Sunday, June 16, 2013

My Incredible Dad Deserves His Own Middle Flipper Post

It's Father's Day.  It's a time to celebrate all of the things that make our fathers and father-figures great.  If I were to enumerate all of the life lessons I've learned from my amazing dad, this blog would approach Biblical length.  So instead, I pay tribute to the Rust I love the best by sharing with all of the skills my dad David taught me so I could become a marine mammal trainer and good person.

My dad always does things just a little differently



1) Don't just learn how to swim, LOVE to swim.  So much that you make questionable decisions when in or around large bodies of water.

Swan Lake?

Not only did my father encourage me to take every swim lesson available below the Navy Seal level, he set an excellent example for me as a young child to stay physically fit.  Since I can remember, my dad has swam laps four to five days a week every week (even on vacation).  But that isn't enough.  He swims in all bodies of water, which may or may not have included a little face-plant into the Dead Sea.

But probably the best dad-swim story - the one that inspires me on a daily basis to always put basic safety first - is when my dad lost his glasses for the 903,582th time.  

My family and I had taken a boat ride around Lake Thompson on one of our annual Rhinelander trips.  We stopped the boat in a quiet bay to read and enjoy the breathtaking surroundings.  It wasn't surprising that my dad slipped away into peaceful slumber amidst the sound of a gentle breeze brushing through the trees, the songbirds singing their lilting, melodic tunes, and the lake water gently lapping against the hull of the boat.   

Not a bad place for a nap


We sat in the middle of this placid bay for half an hour before they found us.  They knew how long to wait.  They knew that the calming nature sounds placed my dad into such deep sleep that it rendered him completely helpless to defend himself against them.

They flew towards us, their evil laughter cloaked by the high-pitched sound of their wings beating.  They wanted to drink our blood and make us suffer.

By the time I realized what was happening, a deer fly the size of a quarter had landed on my sleeping dad and began to bore a hole into his flesh.  The shock of this painful bite jerked my dad awake so violently that his $600 glasses he'd perched on his chest flew into the air….and into the murky lake water.

After several loudly-delivered choice expletives (which, in my ethological expertise, frightens away most parasitic insects), my dad declared he would get into the water to get his glasses.

"Dad," I said.  "There is no way you're going to find your glasses.  You have no mask or goggles.  The water has essentially zero visibility, and it's so deep there will hardly be any light.  Not to mention, the bottom could be silt.  It's way too dangerous for you to even try it."

My dad then recanted with a plan.  He could ascertain the general vicinity of the glasses by simply paying attention to the subtle cross currents at different points in the water column. He'd assist himself down by using the anchor line, then feel around in the silt for his glasses and emerge victorious.  

Despite the rest of our protests, my dad dove into the water from the bow of the boat.  As expected in physics, the boat floated away in the opposite direction of my dad's dive.  This event did not alarm my sister, me, or my mom.  We focused on dad to make sure he didn't drown.

→ WHAT IS ASKED:
(1) Can you sum up the Father's Day post in two sentences?
(2) According to the Father's Day post, why did the writer say it was too dangerous for the dad to dive for his glasses? Answer in one to three sentences.

→ SOURCE EXCERPT:
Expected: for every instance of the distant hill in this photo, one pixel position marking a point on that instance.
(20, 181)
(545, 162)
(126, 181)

→ LIST OF SOLUTIONS:
(1) To honor their father David on Father's Day, the writer shares skills he taught that helped make them a marine mammal trainer, starting with a love of swimming that he modeled by swimming laps four to five days a week. In one story, a deer fly bit him awake during a nap on a boat on Lake Thompson and sent his glasses into the lake, and despite his family's protests he dove in after them.

(2) The dad had no mask or goggles, and the water had essentially zero visibility. It was also so deep that there would hardly be any light, and the bottom could be silt.